Entries supplied START
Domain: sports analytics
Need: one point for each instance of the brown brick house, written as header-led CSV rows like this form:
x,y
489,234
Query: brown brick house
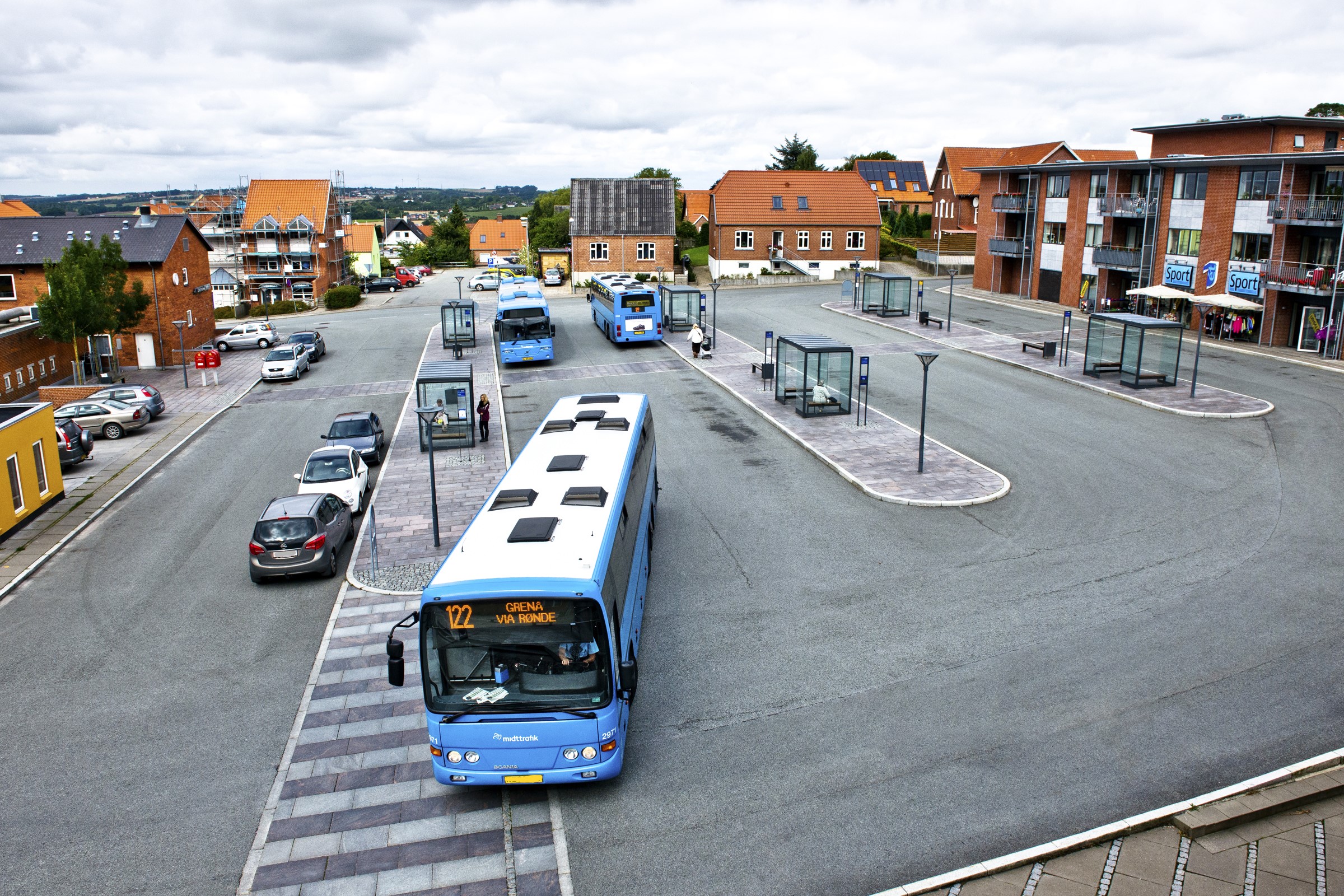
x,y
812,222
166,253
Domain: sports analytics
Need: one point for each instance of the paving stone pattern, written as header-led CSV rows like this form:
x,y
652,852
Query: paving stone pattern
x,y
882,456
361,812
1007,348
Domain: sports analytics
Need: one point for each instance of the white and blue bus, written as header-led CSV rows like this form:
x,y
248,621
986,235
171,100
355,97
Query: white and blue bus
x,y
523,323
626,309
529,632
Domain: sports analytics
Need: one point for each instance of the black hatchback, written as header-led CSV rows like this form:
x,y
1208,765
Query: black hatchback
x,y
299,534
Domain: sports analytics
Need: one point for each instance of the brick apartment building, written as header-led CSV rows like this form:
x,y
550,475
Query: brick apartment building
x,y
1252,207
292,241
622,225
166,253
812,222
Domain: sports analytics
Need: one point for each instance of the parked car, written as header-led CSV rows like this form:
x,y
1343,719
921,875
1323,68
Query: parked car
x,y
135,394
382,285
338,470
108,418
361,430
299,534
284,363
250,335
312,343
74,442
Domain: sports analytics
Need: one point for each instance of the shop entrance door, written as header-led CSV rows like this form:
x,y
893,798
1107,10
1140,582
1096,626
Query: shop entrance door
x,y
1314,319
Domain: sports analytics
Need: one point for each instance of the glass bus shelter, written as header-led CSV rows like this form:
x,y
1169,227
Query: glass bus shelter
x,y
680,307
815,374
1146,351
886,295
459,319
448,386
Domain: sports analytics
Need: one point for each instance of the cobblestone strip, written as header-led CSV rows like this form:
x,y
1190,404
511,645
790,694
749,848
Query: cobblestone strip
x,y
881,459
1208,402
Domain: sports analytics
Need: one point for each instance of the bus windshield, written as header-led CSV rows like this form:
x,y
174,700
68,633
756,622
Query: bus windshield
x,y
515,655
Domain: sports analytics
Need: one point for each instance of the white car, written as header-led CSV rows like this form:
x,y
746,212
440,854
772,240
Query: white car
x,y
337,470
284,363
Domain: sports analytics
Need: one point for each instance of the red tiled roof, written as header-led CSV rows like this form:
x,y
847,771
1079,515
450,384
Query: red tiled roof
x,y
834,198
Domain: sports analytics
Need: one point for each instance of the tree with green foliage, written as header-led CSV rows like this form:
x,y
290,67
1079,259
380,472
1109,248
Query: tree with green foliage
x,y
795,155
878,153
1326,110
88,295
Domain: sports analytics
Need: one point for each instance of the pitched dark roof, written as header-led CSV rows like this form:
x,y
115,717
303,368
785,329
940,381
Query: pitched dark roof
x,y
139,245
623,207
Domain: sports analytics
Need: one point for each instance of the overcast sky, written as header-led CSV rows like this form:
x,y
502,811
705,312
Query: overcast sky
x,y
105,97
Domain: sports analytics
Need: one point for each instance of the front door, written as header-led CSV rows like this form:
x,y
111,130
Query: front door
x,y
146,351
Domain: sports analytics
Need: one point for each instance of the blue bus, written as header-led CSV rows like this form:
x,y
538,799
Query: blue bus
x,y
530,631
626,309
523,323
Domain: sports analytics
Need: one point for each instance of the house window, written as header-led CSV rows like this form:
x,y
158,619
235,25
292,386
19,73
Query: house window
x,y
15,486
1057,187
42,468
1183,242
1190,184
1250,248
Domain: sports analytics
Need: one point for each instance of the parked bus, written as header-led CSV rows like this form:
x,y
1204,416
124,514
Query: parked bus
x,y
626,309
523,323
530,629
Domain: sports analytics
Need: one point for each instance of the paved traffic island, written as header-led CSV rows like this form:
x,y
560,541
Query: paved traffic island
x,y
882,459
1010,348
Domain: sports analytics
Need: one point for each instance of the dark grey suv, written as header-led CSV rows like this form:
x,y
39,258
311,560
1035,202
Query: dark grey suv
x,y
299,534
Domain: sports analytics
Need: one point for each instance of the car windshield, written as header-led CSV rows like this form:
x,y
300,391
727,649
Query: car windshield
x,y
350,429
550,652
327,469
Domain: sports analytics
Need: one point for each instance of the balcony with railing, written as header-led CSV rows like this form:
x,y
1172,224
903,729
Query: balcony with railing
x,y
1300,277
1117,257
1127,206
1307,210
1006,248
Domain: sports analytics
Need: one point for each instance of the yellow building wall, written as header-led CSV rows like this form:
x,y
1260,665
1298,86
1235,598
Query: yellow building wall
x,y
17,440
Entries supplied END
**Assignment**
Pictures are to be omitted; otherwise, write out the data exactly as it appears.

**Solution for this problem**
Domain: sports analytics
Need: one point for each instance of the brown brick house, written as header-led CSV rows like this form:
x,y
489,234
Query: brown brick house
x,y
812,222
166,253
Domain: sports analytics
Need: one point for each instance of the paving stone pattern, written as header-led CSV rows like this form:
x,y
652,852
Query: paving stone pattern
x,y
882,456
361,812
1007,348
Domain: sports analytics
Need: one point for each instance of the white and blue bus, written as header-led CSV rows like this form:
x,y
248,621
986,235
171,100
355,97
Query: white and blue bus
x,y
523,323
626,309
529,632
Domain: sports analytics
Need: one point for each instance of the black hatchback, written as header-led CSV rows like this form:
x,y
1208,765
Query: black hatchback
x,y
299,534
Domain: sports analytics
Need: one point for each instance of the brick apartment building, written as header-led CSV rows like this form:
x,y
550,475
Query: brick apartment building
x,y
1252,207
292,241
622,225
166,253
812,222
Domain: sports analytics
Need: one point for each instance of the parked car, written as header-led CSV rows like this form:
x,y
1343,719
921,875
1323,68
Query: parked car
x,y
135,394
382,285
338,470
108,418
361,430
299,534
284,363
250,335
312,343
74,442
Domain: sports analytics
Need: one point for each instance of the shop entrance door, written as header-led CSV rows like this form:
x,y
893,798
1107,10
1140,582
1096,626
Query: shop entrance door
x,y
1314,319
Domain: sports analytics
Need: one point for each instance of the glass bus shelter, written as header-led CSV rows like this form:
x,y
1169,227
Query: glass bus shelter
x,y
680,307
815,374
1146,351
886,295
459,319
448,386
Domain: sports analytics
Need: one point for each instance of the cobblestone strip, written as header-led CSV rows like this form:
x,y
1190,404
511,645
790,694
749,848
Query: cobblestone strip
x,y
881,459
1208,402
Domain: sports analytics
Need: one point for each instance of the bus windshield, written as header-led CSV rows like this form:
x,y
174,700
68,633
756,622
Query: bus windshield
x,y
515,655
Domain: sports analytics
Need: one point for each instance of the white car, written as header-led CSV rows like this form:
x,y
746,212
440,854
772,240
Query: white car
x,y
337,470
284,363
Domain: sports analytics
Need: one point for each instance of the red tiled roof, written as header-led CSV rows like this form:
x,y
847,771
1079,515
450,384
Query: red tiled roof
x,y
834,198
Domain: sports analytics
Need: one point for each instance of the tree with green foliage, written as header-led CSV rows like this form:
x,y
290,67
1079,259
380,472
1109,248
Query: tree with green foliage
x,y
795,155
878,153
1326,110
88,295
Domain: sports analytics
Need: one point for each instance of the pitched dark roof, written as header-led CSV rows like this form:
x,y
115,717
303,368
785,329
940,381
Query: pitched dark roof
x,y
139,245
623,207
Domain: sports analytics
Need: one point for each instance of the overcast sky, written as header-led CSV rows like this form:
x,y
502,811
705,312
Query: overcast sky
x,y
105,97
Domain: sports analytics
Need: one point for each instance of the front door, written as header-led CSV rows like this form:
x,y
111,130
Query: front door
x,y
146,351
Domain: sports analytics
Need: one point for each instance of the blue bus, written as header-led CSV rows like this form:
x,y
538,799
Query: blue bus
x,y
530,631
626,309
523,323
Domain: sports analytics
Need: one point for each instance of the house window, written as header-led CSV rows like this form:
x,y
158,619
235,25
292,386
19,73
Query: house window
x,y
15,486
1057,187
42,468
1183,242
1190,184
1250,248
Domain: sports analytics
Need: one point for each instance of the parked bus, written as header-led CSV rows like this form:
x,y
1204,416
124,514
Query: parked bus
x,y
626,309
523,323
530,629
Domain: sports analytics
Need: one point for each instance of the paved traffic island, written as header-led CSV rows like this form:
x,y
560,541
Query: paved traffic island
x,y
882,459
1010,348
Domain: sports analytics
Need: one point for each instance of the dark grey suv, written as header-led CSV rows like this form:
x,y
39,258
311,560
1035,202
Query: dark grey suv
x,y
299,534
Domain: sports analytics
Need: one point for each instance of the car windshield, written as header-led CSV rows like this form:
x,y
300,391
727,649
Query: car windshield
x,y
350,429
550,652
327,469
Domain: sports analytics
Need: one point for each instance of the balcony with railing, written as header-led CSV rows like this form:
x,y
1172,224
903,729
Query: balcony with railing
x,y
1300,277
1117,257
1127,206
1307,210
1006,248
Domain: sports analytics
Need: one point for each instance of the yellow building wall, written as header-led CSV rows like this form:
x,y
1260,665
1298,86
1235,598
Query: yellow building wall
x,y
17,440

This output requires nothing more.